Skip the images; return every entry exactly.
Segment Start: Exercise data
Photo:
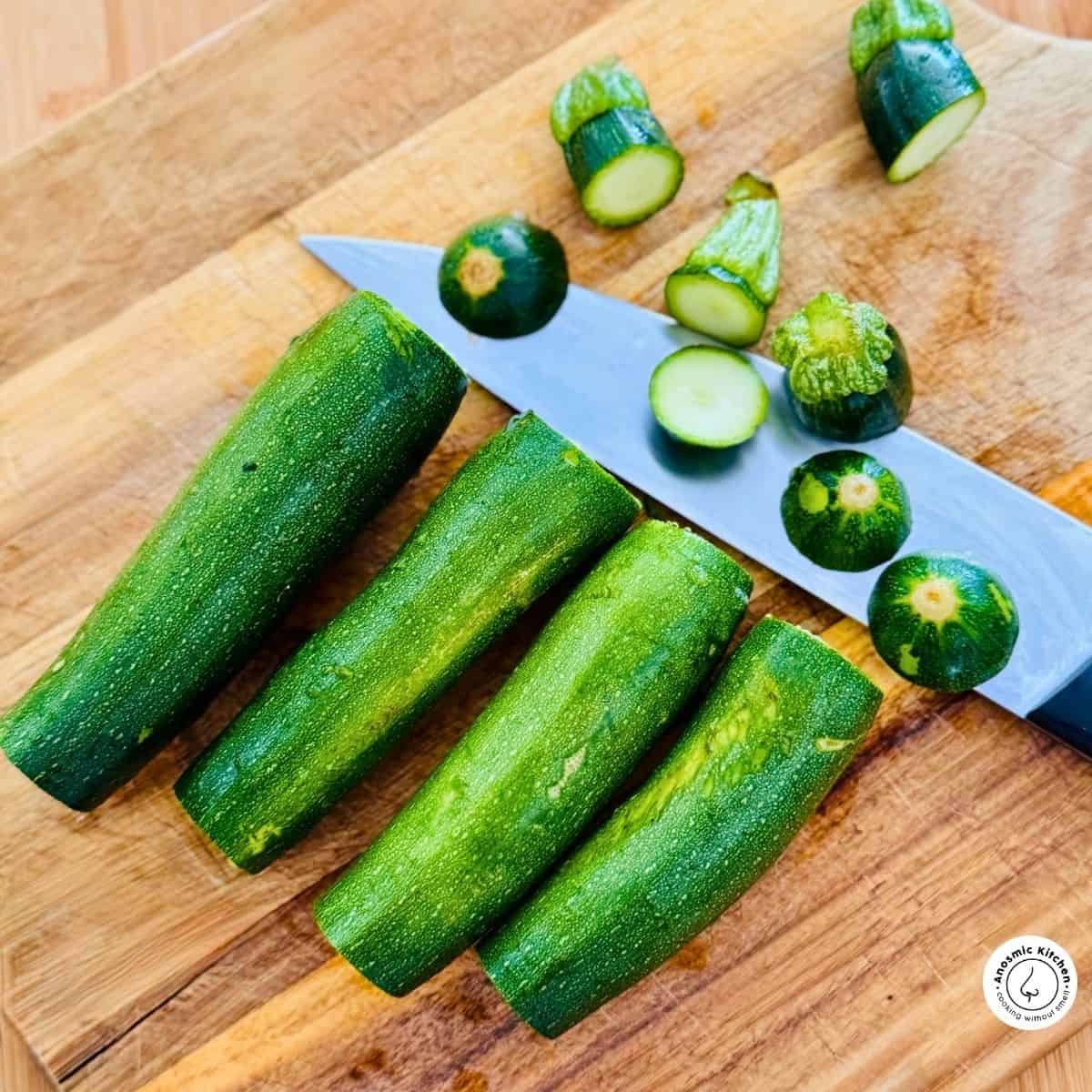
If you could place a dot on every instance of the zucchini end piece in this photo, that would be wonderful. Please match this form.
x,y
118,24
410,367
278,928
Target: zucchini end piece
x,y
937,136
715,303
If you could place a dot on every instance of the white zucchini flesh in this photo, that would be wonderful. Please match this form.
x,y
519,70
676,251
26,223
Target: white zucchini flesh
x,y
936,136
633,186
714,307
711,398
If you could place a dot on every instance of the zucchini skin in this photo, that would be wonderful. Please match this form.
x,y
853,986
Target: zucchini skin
x,y
857,418
607,674
834,531
524,511
780,725
533,278
905,86
878,23
605,137
344,420
964,650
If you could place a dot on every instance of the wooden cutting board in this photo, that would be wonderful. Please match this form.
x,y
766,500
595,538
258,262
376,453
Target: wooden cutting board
x,y
132,954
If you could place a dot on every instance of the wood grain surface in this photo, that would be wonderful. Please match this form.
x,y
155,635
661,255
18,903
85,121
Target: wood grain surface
x,y
134,954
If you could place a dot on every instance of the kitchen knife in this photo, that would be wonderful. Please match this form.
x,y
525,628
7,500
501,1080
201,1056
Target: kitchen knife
x,y
587,374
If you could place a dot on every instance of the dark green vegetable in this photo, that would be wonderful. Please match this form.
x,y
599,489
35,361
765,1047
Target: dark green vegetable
x,y
846,372
943,622
622,163
503,277
730,279
844,511
916,93
781,723
880,23
711,398
609,672
347,416
527,511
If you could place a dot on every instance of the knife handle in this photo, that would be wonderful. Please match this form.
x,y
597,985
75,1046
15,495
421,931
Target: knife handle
x,y
1068,714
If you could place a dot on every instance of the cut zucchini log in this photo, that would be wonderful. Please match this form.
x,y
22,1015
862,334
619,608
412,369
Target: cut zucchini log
x,y
711,398
730,279
916,93
622,163
916,99
780,725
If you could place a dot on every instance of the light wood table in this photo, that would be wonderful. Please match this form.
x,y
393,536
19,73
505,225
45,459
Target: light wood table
x,y
58,60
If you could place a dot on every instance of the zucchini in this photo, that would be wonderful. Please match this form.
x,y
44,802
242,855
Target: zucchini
x,y
711,398
609,672
622,163
730,279
525,511
844,511
943,622
916,93
345,418
779,726
846,371
880,23
503,277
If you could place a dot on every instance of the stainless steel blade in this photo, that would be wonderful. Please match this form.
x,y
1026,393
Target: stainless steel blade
x,y
587,374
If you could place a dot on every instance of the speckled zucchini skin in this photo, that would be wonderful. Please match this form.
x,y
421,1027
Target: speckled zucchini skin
x,y
845,511
973,631
781,723
529,268
347,416
609,672
523,512
906,86
605,137
858,418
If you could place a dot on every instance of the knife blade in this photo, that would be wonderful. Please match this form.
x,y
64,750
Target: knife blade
x,y
587,374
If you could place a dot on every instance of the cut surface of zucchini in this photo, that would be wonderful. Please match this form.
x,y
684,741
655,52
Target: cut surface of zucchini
x,y
916,99
623,165
937,136
715,303
711,398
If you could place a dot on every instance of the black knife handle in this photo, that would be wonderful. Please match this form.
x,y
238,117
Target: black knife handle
x,y
1068,714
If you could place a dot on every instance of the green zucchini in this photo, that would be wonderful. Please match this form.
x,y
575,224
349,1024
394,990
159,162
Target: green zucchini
x,y
780,724
609,672
844,511
880,23
525,511
503,277
846,371
347,416
943,622
916,93
711,398
622,163
730,279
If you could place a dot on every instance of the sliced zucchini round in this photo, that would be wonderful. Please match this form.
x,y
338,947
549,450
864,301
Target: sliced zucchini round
x,y
503,277
711,398
714,301
846,511
916,98
623,165
943,622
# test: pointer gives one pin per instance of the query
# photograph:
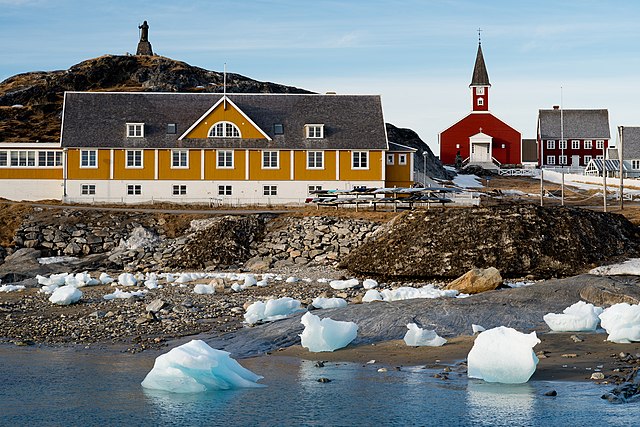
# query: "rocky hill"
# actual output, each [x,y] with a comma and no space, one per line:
[31,103]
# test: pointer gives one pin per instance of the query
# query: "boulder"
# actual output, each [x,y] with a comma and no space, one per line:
[477,280]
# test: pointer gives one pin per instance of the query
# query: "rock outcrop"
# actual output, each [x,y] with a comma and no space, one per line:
[519,241]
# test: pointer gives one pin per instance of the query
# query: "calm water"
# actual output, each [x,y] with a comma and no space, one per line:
[64,387]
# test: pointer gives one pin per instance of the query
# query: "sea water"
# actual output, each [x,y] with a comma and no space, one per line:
[49,386]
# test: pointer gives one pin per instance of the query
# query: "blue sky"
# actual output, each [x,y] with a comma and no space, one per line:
[418,55]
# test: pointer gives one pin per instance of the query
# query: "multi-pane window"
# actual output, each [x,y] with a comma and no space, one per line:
[134,158]
[179,190]
[134,189]
[359,160]
[315,159]
[179,158]
[315,131]
[270,190]
[224,190]
[225,159]
[224,130]
[135,130]
[88,158]
[88,189]
[269,160]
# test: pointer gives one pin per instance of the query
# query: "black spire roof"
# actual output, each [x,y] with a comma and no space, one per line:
[480,76]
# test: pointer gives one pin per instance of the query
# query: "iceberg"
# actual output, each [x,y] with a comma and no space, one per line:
[320,302]
[195,367]
[503,355]
[271,310]
[579,317]
[326,334]
[416,337]
[65,295]
[622,323]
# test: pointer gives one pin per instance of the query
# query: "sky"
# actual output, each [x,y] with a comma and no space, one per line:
[418,55]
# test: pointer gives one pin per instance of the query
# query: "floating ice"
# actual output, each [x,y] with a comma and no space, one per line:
[320,302]
[326,334]
[579,317]
[195,367]
[503,355]
[204,289]
[65,295]
[271,310]
[344,284]
[416,336]
[622,322]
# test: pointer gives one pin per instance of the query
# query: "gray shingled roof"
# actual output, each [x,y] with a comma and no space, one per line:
[98,119]
[480,76]
[578,124]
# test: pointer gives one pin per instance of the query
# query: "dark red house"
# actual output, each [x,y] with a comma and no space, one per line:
[480,138]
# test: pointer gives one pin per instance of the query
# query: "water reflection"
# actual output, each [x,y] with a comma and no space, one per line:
[500,404]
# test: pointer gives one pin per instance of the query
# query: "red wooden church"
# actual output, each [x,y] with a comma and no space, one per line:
[480,137]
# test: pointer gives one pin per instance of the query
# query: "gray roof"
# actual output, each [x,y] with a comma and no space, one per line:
[480,76]
[578,124]
[98,119]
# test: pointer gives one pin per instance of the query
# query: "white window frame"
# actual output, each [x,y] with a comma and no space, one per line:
[133,162]
[269,190]
[268,157]
[359,160]
[314,131]
[224,129]
[223,156]
[135,130]
[91,161]
[182,157]
[314,158]
[179,189]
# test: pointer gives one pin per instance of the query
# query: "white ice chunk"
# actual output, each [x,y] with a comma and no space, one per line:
[320,302]
[503,355]
[326,334]
[622,322]
[65,295]
[271,310]
[579,317]
[195,367]
[416,336]
[204,289]
[344,284]
[372,295]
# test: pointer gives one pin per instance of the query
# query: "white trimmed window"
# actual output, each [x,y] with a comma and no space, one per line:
[270,160]
[134,159]
[314,131]
[225,190]
[179,190]
[359,160]
[134,189]
[88,158]
[224,159]
[179,159]
[135,130]
[315,159]
[224,130]
[88,189]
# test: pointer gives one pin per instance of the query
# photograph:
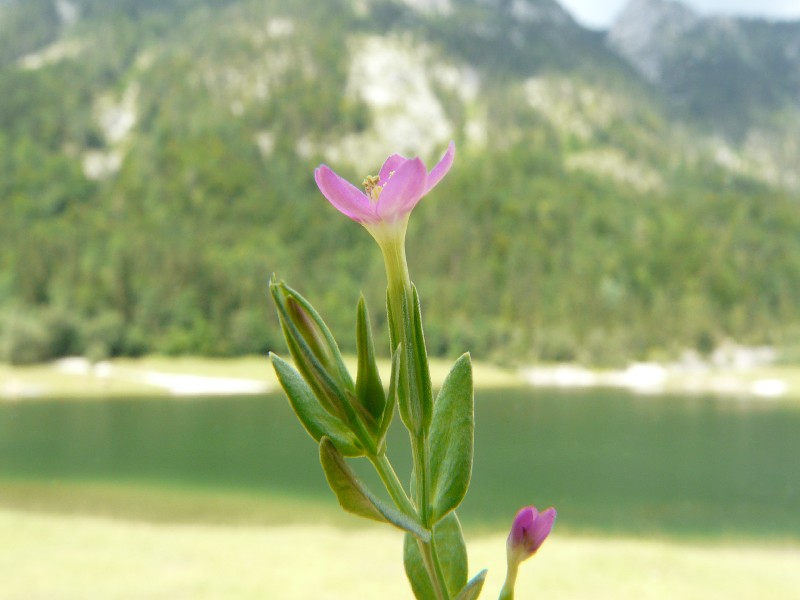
Segment End: Exercise data
§ **Output for this exercise**:
Photo:
If you could place a dot on every instance of the zucchini end piece in this photo, that would be wonderful. Please match this form.
x,y
118,24
410,367
278,928
Target: zucchini end piece
x,y
937,136
715,303
If you could place a dot on every instance of the white zucchini flesh in this photo, that would be wonderful. Please match this form.
x,y
519,70
676,251
26,223
Target: white zucchini flesh
x,y
936,136
633,186
714,307
711,398
If you could place a dot on every instance of the zucchini skin in this photo, that would be wonderful. Please match this form.
x,y
853,986
Target: zucchini skin
x,y
857,418
607,674
834,531
524,511
780,725
533,278
905,86
878,23
605,137
344,420
964,650
If you could place a dot on every instance of the wooden cutting board in this photo, that would be wonderful. Please match this form.
x,y
766,500
595,538
258,262
376,453
Target: wooden cutting board
x,y
132,954
If you could place a dot on every instance of the wood grain surface in this photo, that would be wonderful. Please match this form.
x,y
155,635
661,255
18,903
85,121
Target: wood grain surface
x,y
134,954
If you could place a dot on every instance of the kitchen knife in this photo, that would be wonderful. Please match this form.
x,y
525,628
7,500
501,1080
201,1056
Target: kitchen knife
x,y
587,374
If you could place a dot on every instance of the dark green vegetable in this photo, that would be wonderful. Please match this form.
x,y
599,489
35,361
765,1047
Target: dark green vegetable
x,y
846,372
943,622
622,163
503,277
730,279
844,511
916,93
781,723
880,23
711,398
609,672
347,416
527,511
If you could place a dot on every instance of the knife handle in this photo, that would be wonderful. Please match this form.
x,y
597,985
75,1046
15,495
421,931
Target: knife handle
x,y
1068,714
If you could place a dot on every instance of the cut zucchini log in this photo, that would be wonderful. Please match this form.
x,y
22,1015
862,334
619,608
412,369
Target: cut zucchini log
x,y
711,398
730,279
916,93
622,163
916,99
780,725
If you could place a dot on every instance of the light wood table in this photo, that would be wonderful. Please match this form.
x,y
393,536
19,73
505,225
45,459
Target: light wood table
x,y
58,60
If you could place a dot on every instance of the zucchini in this photo, that would be wonderful. Please match this form.
x,y
44,802
242,855
Target: zucchini
x,y
711,398
609,672
622,163
730,279
525,511
844,511
943,622
916,93
345,418
779,726
846,371
880,23
503,277
If you could place a dot on every instance of the stainless steel blade in this photo, that would be wonderful. Please match this form.
x,y
1026,393
Target: stainless steel blade
x,y
587,374
If you could place a dot on every instance of the speckled zucchini skin in this photo, that would be wonderful. Please match this form.
x,y
421,1027
Target: speckled zucchini skin
x,y
845,511
973,631
781,723
529,268
347,416
609,672
523,512
906,86
605,137
858,418
If you could place a dot on every instance of the knife blade in this photo, that would be wonderful. Please match this form.
x,y
64,750
Target: knife blade
x,y
587,374
If you could place a dot on every instance of the cut surface of zucchini in this photo, that would be wonderful. Please match this form.
x,y
684,741
655,52
Target: cut surface of zucchini
x,y
916,99
623,165
937,136
715,303
711,398
If you could place a dot on every instance of the black knife handle in this photo, that would be wonderful. Please match this form.
x,y
238,117
Target: black knife handle
x,y
1068,714
If you could place a dot on every instance of the green zucchini in this photo, that would be wonderful. Please match this form.
x,y
575,224
349,1024
394,990
159,162
Target: green zucchini
x,y
780,724
609,672
844,511
880,23
525,511
503,277
846,371
347,416
943,622
916,93
711,398
622,163
730,279
If you could place a dot on every instance of the sliced zucchini round in this photo, that would be wonderful. Please match this form.
x,y
338,947
549,450
864,301
Target: sliced zucchini round
x,y
503,277
711,398
714,301
846,511
916,98
623,165
943,622
# test: pointer gives one pin per instance of the query
# photograph:
# query: "rocky hill"
# actual output, each [x,y] with a comma and no space, one per line:
[31,103]
# test: pointer gives one pin per instance of the query
# query: "boulder"
# actual output, each [x,y] with a comma and no space, one per line:
[477,280]
# test: pointer gives one pin per instance of the query
# query: "rock outcrop"
# actual output, each [x,y] with a comma and no space, one per line:
[519,241]
# test: pointer gives one pin per instance of the query
# query: "calm water"
# actual output, each [x,y] with a comma and no space, one per line:
[64,387]
# test: pointer gives one pin per instance of the query
# query: "sea water"
# actual output, each [x,y] with a comma and no space, one per line:
[49,386]
# test: pointer gives one pin per instance of the query
# query: "blue sky"
# actual output, each [x,y] with a comma and no space, one per line:
[418,55]
# test: pointer gives one pin per instance of the query
# query: "multi-pane window"
# actual output, each [x,y] with a comma and no space, one per line:
[134,158]
[179,190]
[134,189]
[359,160]
[315,159]
[179,158]
[315,131]
[270,190]
[224,190]
[225,159]
[224,130]
[135,130]
[88,158]
[88,189]
[269,160]
# test: pointer gives one pin per instance of the query
# query: "black spire roof"
# actual output, each [x,y] with a comma and no space, one per line:
[480,76]
# test: pointer gives one pin per instance of the query
# query: "iceberg"
# actual output, each [x,y] with a comma and no space, one per line:
[320,302]
[195,367]
[503,355]
[271,310]
[579,317]
[326,334]
[416,337]
[65,295]
[622,323]
# test: pointer gives one pin per instance of the query
# query: "sky"
# actual output, each [x,y] with a comma and no space, one per line:
[418,55]
# test: pointer gives one pin per instance of the query
# query: "floating ice"
# actual output, each [x,y] with a comma and no space, one per line:
[320,302]
[326,334]
[579,317]
[195,367]
[503,355]
[204,289]
[65,295]
[271,310]
[344,284]
[416,336]
[622,322]
# test: pointer gives one pin per instance of the query
# query: "gray shingled roof"
# actual output, each [x,y] with a comma and no space, one per line:
[98,119]
[480,76]
[578,124]
# test: pointer gives one pin per instance of the query
# query: "dark red house"
# actual output, each [x,y] with a comma and no space, one per line:
[480,138]
# test: pointer gives one pin per instance of the query
# query: "water reflection"
# actual output, each [x,y] with a comma and no space, one per line:
[500,404]
# test: pointer gives one pin per instance of the query
# query: "red wooden church"
# actual output, each [x,y] with a comma and no space, one per line:
[480,137]
# test: pointer gives one pin per instance of the query
# query: "gray roof"
# actual output, each [x,y] with a comma and no space, one per line:
[480,76]
[578,124]
[98,119]
# test: pointer gives one pin per instance of the query
# query: "white window frame"
# actual output, each [x,y] with a comma and no space, one per line:
[133,162]
[269,190]
[268,157]
[359,160]
[314,131]
[224,129]
[223,156]
[135,130]
[91,161]
[182,157]
[314,158]
[179,189]
# test: pointer gives one pin per instance of the query
# query: "white ice chunk"
# actual output, each [x,y] with a comma and no space, one per line:
[320,302]
[503,355]
[326,334]
[622,322]
[65,295]
[271,310]
[579,317]
[195,367]
[416,336]
[204,289]
[344,284]
[372,295]
# test: pointer gives one pin per instance of the query
# query: "white trimmed window"
# actual output, each [x,y] with a comma and no space, one per line:
[270,160]
[134,159]
[314,131]
[225,190]
[179,190]
[359,160]
[134,189]
[88,158]
[224,159]
[179,159]
[135,130]
[315,159]
[224,130]
[88,189]
# test: pointer gives one pin per instance of the query
# photograph:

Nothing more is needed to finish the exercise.